*Your instructions*
How many lines in the data below contain the word "vent"? Give only the number.

*Supplied data*
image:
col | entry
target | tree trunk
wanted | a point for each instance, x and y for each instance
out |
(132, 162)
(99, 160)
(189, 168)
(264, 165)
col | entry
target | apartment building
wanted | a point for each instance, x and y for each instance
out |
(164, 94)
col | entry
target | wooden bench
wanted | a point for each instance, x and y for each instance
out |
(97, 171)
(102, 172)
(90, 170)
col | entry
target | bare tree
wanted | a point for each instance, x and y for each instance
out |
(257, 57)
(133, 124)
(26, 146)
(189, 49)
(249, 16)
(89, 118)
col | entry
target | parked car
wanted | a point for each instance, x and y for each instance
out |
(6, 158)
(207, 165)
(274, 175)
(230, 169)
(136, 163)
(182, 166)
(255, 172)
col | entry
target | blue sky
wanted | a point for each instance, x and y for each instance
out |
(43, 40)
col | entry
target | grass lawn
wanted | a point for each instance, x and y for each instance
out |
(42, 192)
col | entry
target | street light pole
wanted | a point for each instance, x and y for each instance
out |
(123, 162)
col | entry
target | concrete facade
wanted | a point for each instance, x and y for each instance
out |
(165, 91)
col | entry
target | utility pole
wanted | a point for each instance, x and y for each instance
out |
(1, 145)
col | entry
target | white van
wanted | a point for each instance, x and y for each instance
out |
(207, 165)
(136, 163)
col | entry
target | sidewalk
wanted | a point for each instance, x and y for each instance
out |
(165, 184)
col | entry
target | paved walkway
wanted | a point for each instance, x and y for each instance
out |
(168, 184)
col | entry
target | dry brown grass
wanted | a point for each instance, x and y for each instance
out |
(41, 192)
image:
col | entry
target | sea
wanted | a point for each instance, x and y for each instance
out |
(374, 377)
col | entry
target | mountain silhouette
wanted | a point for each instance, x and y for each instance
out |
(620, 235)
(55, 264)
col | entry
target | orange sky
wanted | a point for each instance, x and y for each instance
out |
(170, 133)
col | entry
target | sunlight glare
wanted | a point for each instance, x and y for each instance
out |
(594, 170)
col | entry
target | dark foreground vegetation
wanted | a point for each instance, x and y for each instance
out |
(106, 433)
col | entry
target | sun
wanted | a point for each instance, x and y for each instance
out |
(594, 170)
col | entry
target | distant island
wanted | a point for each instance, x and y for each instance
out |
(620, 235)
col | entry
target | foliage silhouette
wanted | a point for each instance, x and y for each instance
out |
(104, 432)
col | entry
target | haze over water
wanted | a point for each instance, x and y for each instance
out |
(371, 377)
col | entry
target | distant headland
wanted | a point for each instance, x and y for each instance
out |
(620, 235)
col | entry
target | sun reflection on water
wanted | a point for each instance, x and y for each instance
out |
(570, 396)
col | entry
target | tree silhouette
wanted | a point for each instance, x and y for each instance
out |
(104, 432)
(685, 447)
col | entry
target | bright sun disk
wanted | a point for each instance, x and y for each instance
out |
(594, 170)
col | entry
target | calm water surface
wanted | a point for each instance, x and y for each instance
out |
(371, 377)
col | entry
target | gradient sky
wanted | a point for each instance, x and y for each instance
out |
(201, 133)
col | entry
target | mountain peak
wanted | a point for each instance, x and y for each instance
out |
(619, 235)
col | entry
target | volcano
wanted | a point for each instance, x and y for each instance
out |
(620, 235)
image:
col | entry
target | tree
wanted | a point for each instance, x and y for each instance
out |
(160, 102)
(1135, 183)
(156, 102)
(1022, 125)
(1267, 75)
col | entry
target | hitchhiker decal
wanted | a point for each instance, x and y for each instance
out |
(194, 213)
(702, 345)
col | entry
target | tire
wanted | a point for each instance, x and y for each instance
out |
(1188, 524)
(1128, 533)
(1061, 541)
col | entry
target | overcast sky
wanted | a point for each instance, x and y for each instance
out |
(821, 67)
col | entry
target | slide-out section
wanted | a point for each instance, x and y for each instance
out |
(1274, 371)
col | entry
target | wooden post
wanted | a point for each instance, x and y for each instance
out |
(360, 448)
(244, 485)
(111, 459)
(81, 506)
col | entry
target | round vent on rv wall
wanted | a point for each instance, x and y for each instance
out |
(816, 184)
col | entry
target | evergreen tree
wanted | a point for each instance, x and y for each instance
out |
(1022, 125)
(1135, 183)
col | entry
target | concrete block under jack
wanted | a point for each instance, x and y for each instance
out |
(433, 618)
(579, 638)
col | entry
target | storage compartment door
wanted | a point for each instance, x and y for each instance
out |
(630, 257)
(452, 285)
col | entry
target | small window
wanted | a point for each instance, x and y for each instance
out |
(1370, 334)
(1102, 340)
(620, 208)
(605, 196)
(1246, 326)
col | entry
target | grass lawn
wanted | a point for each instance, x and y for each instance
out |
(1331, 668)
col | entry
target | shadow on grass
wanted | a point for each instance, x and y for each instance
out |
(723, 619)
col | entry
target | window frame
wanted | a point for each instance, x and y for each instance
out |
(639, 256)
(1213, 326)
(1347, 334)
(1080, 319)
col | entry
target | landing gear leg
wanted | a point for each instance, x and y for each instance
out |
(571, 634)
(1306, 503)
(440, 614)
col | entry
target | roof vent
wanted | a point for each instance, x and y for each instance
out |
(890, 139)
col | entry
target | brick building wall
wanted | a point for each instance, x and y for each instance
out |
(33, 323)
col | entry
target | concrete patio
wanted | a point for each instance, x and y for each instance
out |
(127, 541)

*Worked solution*
2